Para que el nuevo Pentecostés que había acompañado al Concilio, suscitando un “dinamismo nuevo e imprevisto” (Discurso del papa Juan Pablo II a los movimientos eclesiales y nuevas comunidades, 30 de mayo de 1998), diera sus frutos, era necesario que todos los movimientos, frutos de esta “efusión del Espíritu” (Ibíd.), pudieran profundizar de manera incesante en el don que habían recibido.

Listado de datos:
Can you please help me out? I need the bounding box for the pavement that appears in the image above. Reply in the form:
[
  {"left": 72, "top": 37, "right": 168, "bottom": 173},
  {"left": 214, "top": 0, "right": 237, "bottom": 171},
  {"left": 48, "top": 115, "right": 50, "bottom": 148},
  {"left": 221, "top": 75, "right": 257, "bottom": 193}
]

## TAREAS
1. Según el texto sobre el nuevo Pentecostés, ¿con qué fin era necesario que todos los movimientos pudieran profundizar de manera incesante en el don recibido? Responde en una a tres oraciones.
2. Prolonga el texto sobre el nuevo Pentecostés a partir de su última oración.
Los registros son un material aparte y no guardan relación con el texto.

## RESPUESTAS
1. Era necesario para que el nuevo Pentecostés que había acompañado al Concilio diera sus frutos. Ese nuevo Pentecostés había suscitado un "dinamismo nuevo e imprevisto".

2.
¿No es necesario remontarse como san Juan a la fuente del don, el corazón traspasado de Jesús en la cruz? Eso es lo que sugiere Patti Mansfield: “Si deseamos profundizar en nuestra vida en el Espíritu, debemos ir al Corazón traspasado de Cristo” (Cf.  Patti Gallagher Mansfield, Comme une nouvelle Pentecôte, p. 267). La cita de san Juan nos proporciona una enseñanza siempre actual, que –sin oponerse a la de san Lucas o la de san Pablo– viene a aportar una profundización, tan necesaria hoy como ayer. La espiritualidad del Corazón de Jesús nos permite así superar la experiencia pentecostal sensible, para acoger el misterio de la cruz.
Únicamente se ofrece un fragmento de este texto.